**Source data**
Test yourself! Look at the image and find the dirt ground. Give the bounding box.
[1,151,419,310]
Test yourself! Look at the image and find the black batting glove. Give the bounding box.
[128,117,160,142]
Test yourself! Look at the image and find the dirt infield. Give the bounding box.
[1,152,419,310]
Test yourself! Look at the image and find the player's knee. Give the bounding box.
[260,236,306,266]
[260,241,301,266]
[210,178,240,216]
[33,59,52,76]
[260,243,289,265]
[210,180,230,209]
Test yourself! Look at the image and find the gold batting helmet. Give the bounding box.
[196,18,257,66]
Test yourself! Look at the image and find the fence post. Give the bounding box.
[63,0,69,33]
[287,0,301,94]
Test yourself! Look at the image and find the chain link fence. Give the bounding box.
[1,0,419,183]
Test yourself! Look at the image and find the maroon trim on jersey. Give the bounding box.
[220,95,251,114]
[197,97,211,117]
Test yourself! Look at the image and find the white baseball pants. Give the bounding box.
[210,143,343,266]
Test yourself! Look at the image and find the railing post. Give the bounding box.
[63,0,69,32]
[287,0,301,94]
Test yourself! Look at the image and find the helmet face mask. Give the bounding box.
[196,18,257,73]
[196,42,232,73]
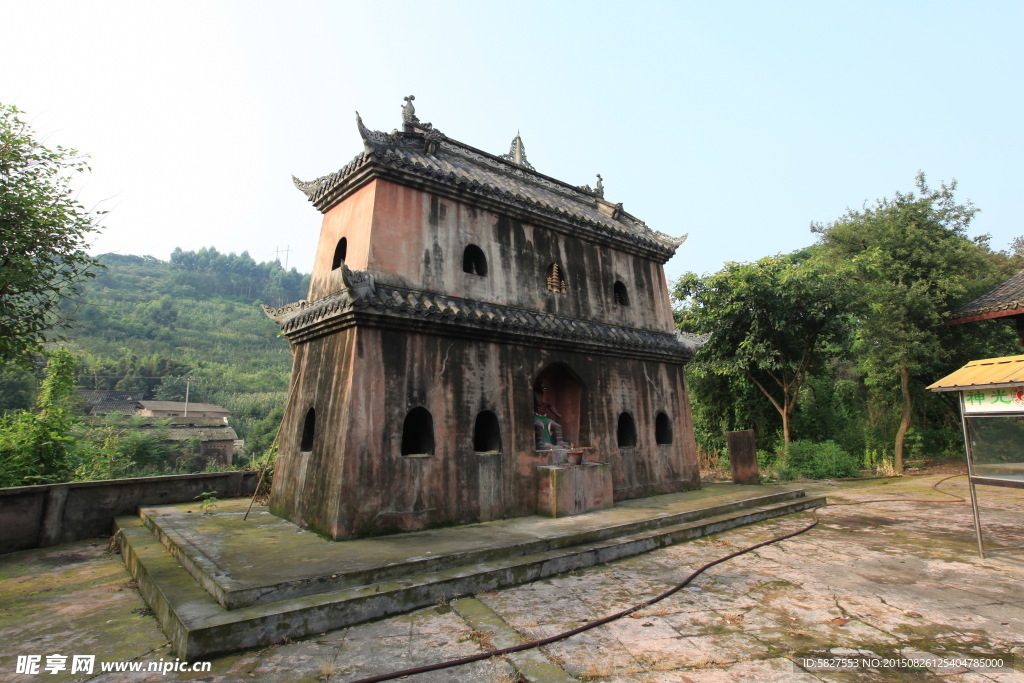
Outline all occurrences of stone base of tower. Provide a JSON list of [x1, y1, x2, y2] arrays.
[[268, 326, 700, 541]]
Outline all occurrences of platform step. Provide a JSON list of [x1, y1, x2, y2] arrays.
[[137, 488, 812, 610], [117, 492, 824, 660]]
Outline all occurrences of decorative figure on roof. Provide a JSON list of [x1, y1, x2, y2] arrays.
[[423, 128, 444, 155], [261, 299, 310, 325], [401, 95, 432, 132], [342, 264, 376, 298], [534, 383, 565, 450], [612, 202, 624, 220], [500, 132, 536, 171], [595, 174, 604, 199]]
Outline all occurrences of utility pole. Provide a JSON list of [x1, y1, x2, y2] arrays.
[[184, 376, 191, 418], [274, 245, 292, 270]]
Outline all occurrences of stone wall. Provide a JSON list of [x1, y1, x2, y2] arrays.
[[309, 179, 677, 333], [270, 325, 699, 540], [0, 471, 257, 554]]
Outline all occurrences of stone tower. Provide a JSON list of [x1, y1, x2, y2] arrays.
[[264, 98, 702, 539]]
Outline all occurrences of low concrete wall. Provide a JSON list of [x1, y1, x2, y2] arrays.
[[0, 471, 258, 554]]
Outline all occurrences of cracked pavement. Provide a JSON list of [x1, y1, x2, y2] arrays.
[[1, 474, 1022, 681]]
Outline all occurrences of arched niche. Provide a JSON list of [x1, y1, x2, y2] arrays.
[[533, 363, 586, 445], [300, 407, 316, 452], [655, 411, 673, 444], [331, 237, 348, 270], [462, 244, 488, 276], [614, 280, 629, 306], [401, 406, 435, 456], [617, 412, 637, 448], [473, 410, 501, 452]]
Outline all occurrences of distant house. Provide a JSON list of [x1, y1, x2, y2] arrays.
[[75, 393, 240, 467], [160, 417, 239, 467], [77, 390, 146, 416], [136, 401, 231, 422]]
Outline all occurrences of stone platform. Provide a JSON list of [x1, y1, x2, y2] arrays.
[[115, 484, 824, 660]]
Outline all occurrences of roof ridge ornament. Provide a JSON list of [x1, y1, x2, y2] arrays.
[[342, 263, 376, 298], [577, 173, 605, 199], [402, 95, 432, 133], [500, 132, 535, 171]]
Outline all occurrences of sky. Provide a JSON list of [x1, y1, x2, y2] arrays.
[[4, 0, 1023, 286]]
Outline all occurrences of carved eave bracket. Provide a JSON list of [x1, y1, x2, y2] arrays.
[[676, 330, 710, 353], [342, 264, 376, 299], [356, 110, 445, 157], [658, 232, 688, 250], [262, 300, 311, 326], [596, 198, 623, 220], [292, 175, 324, 200]]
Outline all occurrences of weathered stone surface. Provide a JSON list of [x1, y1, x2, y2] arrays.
[[270, 108, 701, 540], [3, 475, 1023, 681], [536, 463, 614, 518], [727, 429, 759, 485], [0, 471, 257, 554], [271, 321, 701, 540]]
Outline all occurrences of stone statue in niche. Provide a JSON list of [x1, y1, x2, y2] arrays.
[[534, 383, 566, 450]]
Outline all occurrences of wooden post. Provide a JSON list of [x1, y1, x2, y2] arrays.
[[727, 430, 759, 485]]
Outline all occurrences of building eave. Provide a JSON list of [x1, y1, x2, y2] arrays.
[[267, 284, 694, 364], [290, 112, 686, 263]]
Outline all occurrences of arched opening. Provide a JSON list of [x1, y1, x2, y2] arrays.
[[614, 281, 629, 306], [473, 410, 501, 452], [300, 407, 315, 452], [545, 263, 567, 293], [655, 412, 673, 444], [401, 407, 435, 456], [331, 237, 348, 270], [617, 412, 637, 448], [462, 244, 488, 276], [533, 363, 586, 447]]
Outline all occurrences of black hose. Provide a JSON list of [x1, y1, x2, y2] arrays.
[[348, 475, 966, 683]]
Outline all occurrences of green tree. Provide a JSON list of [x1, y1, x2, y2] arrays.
[[0, 348, 81, 486], [674, 254, 851, 447], [812, 173, 997, 472], [0, 104, 104, 369]]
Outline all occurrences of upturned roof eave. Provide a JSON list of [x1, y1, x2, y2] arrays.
[[298, 155, 682, 263], [291, 110, 687, 261]]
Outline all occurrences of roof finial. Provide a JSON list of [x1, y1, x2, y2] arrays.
[[500, 132, 535, 171], [401, 95, 431, 132], [595, 174, 604, 198]]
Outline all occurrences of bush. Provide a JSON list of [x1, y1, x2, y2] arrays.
[[783, 440, 860, 479], [756, 448, 780, 468]]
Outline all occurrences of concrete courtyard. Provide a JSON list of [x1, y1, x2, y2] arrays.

**Exercise instructions**
Please write out every record above exactly, but leave the pictures out.

**Answer space**
Test yourself! Look at the image and find the dirt ground. Give the bounding box.
[1,151,419,310]
Test yourself! Look at the image and find the black batting glove. Give the bounding box.
[128,117,160,142]
Test yourself! Look at the image and find the dirt infield. Give the bounding box.
[1,152,419,310]
Test yourself! Look at the image and find the player's knee. Give the bounding box.
[260,236,306,266]
[260,241,301,266]
[210,178,240,216]
[33,59,52,76]
[260,243,289,265]
[210,180,230,209]
Test yourself! Look at the image and find the gold batting helmet. Give the bounding box.
[196,18,257,66]
Test yourself! Look at the image and find the fence post. Give the bounding box.
[63,0,69,33]
[287,0,301,94]
Test yourself! Look at the image and find the chain link fence. Give the bounding box.
[1,0,419,183]
Test yourself! Look at the image and find the maroon trim on jersey. Give the bounding box.
[220,95,251,114]
[197,97,211,117]
Test yourself! Look at the image and find the white baseball pants. Give the bounding box.
[210,143,343,266]
Test yourself! Look at the image and find the railing post. Give the bounding box.
[63,0,69,32]
[287,0,301,94]
Test yourself! Look at the image and find the helmet face mask. Give the bounding box.
[196,18,257,73]
[196,42,232,73]
Outline all occurrences of stone base of tower. Provide a JSON list of [x1, y1, x2, y2] arrays.
[[268, 326, 700, 541]]
Outline all occurrences of platform step. Provide a JSON list of [x1, y1, x2, y2] arrays.
[[137, 488, 812, 610], [117, 492, 824, 660]]
Outline all occurrences of decorative figure on roof. Provide a JSON list of [x1, y1, x2, y2] arrays.
[[423, 128, 444, 155], [261, 299, 310, 325], [401, 95, 432, 132], [342, 264, 376, 298], [534, 383, 565, 450], [612, 202, 624, 220], [500, 132, 536, 171], [595, 174, 604, 199]]
Outline all occurrences of utility pole. Provide a JSON list of [x1, y1, x2, y2] arrays.
[[184, 376, 191, 418], [274, 245, 292, 270]]
Outline all occurrences of stone wall. Provide a JSON list of [x1, y1, x2, y2] arrays.
[[309, 179, 677, 333], [270, 325, 699, 540], [0, 471, 257, 554]]
Outline all occurrences of stone tower. Provide a JSON list of [x1, y1, x2, y2] arrays.
[[264, 98, 702, 539]]
Outline all occurrences of low concrete wall. Provide a JSON list of [x1, y1, x2, y2] arrays.
[[0, 471, 258, 554]]
Outline all occurrences of cracked pavement. Provide a JSON list of [x1, y1, x2, y2] arrays.
[[1, 474, 1022, 681]]
Outline all occurrences of arched niche. Provide a JSON list of [x1, y1, x2, y2] arrays.
[[533, 363, 586, 445], [300, 407, 316, 452], [655, 411, 673, 444], [331, 237, 348, 270], [462, 244, 488, 276], [614, 280, 629, 306], [401, 406, 435, 456], [617, 412, 637, 448], [473, 410, 501, 452]]
Outline all occurrences of distant house. Provide a JSON list of [x1, y1, x2, y2] arrays.
[[75, 393, 240, 467], [160, 417, 239, 467], [77, 390, 146, 416], [136, 401, 231, 422]]
Outline all occurrences of stone platform. Provide a JSON list of [x1, y1, x2, y2] arrays.
[[115, 484, 824, 660]]
Outline all occurrences of roof ridge ornament. Provide a JSON list of [x1, y1, x2, y2] arrays.
[[342, 263, 376, 298], [577, 173, 605, 199], [402, 95, 432, 133], [500, 132, 535, 171]]
Outline all occurrences of sky. Provide a JSON list of [x1, y1, x2, y2] arrays.
[[4, 0, 1023, 286]]
Outline all occurrences of carved eave bracket. Provide a JSON list of [x1, y1, x2, y2] arrays.
[[676, 330, 710, 353], [342, 264, 376, 299], [356, 110, 445, 157], [658, 232, 688, 250], [262, 300, 311, 326], [596, 198, 623, 220], [292, 175, 324, 200]]
Outline all occurrences of weathered stone surface. Provide a JSON list of [x1, y1, x2, y2] arrays.
[[270, 108, 701, 540], [3, 475, 1023, 681], [536, 463, 614, 518], [727, 429, 759, 485], [0, 471, 257, 554], [271, 321, 701, 540]]
Outline all occurrences of stone statue in niche. Provide a JSON list of [x1, y1, x2, y2] arrays.
[[534, 383, 566, 450]]
Outline all occurrences of wooden post. Provide a JSON list of [x1, y1, x2, y2] arrays.
[[727, 430, 759, 485]]
Outline all occurrences of building eave. Provide a JSON list of [x1, y1, x2, y2] arrays.
[[267, 284, 694, 364], [290, 112, 686, 263]]
Outline all occurrences of arched opening. Provide a JSON list of [x1, y1, x2, y2] arrays.
[[614, 281, 629, 306], [473, 410, 501, 452], [300, 407, 315, 452], [545, 263, 567, 293], [655, 412, 673, 444], [401, 407, 435, 456], [331, 237, 348, 270], [617, 412, 637, 448], [462, 244, 488, 276], [533, 363, 586, 447]]
Outline all occurrences of black hose. Provide a JSON list of [x1, y1, x2, y2] arrays.
[[348, 475, 966, 683]]
Outline all occurrences of green tree. Provide a JSON list of [x1, y1, x2, y2] arrays.
[[0, 348, 81, 486], [674, 254, 851, 447], [812, 173, 997, 472], [0, 104, 104, 369]]
Outline all occurrences of upturned roof eave. Provide a JSON list of [x1, y1, x2, y2] arrays.
[[298, 155, 682, 263], [291, 110, 687, 261]]
Outline all occurrences of roof finial. Provide a JSON list of [x1, y1, x2, y2] arrays.
[[500, 132, 535, 171], [401, 95, 431, 132], [595, 174, 604, 198]]
Outline all occurrences of bush. Provide a JSON list of [x1, y1, x2, y2] arrays.
[[783, 440, 860, 479], [756, 448, 780, 468]]
Outline all occurrences of concrete courtyard. Provide a JSON list of [x1, y1, x2, y2] arrays.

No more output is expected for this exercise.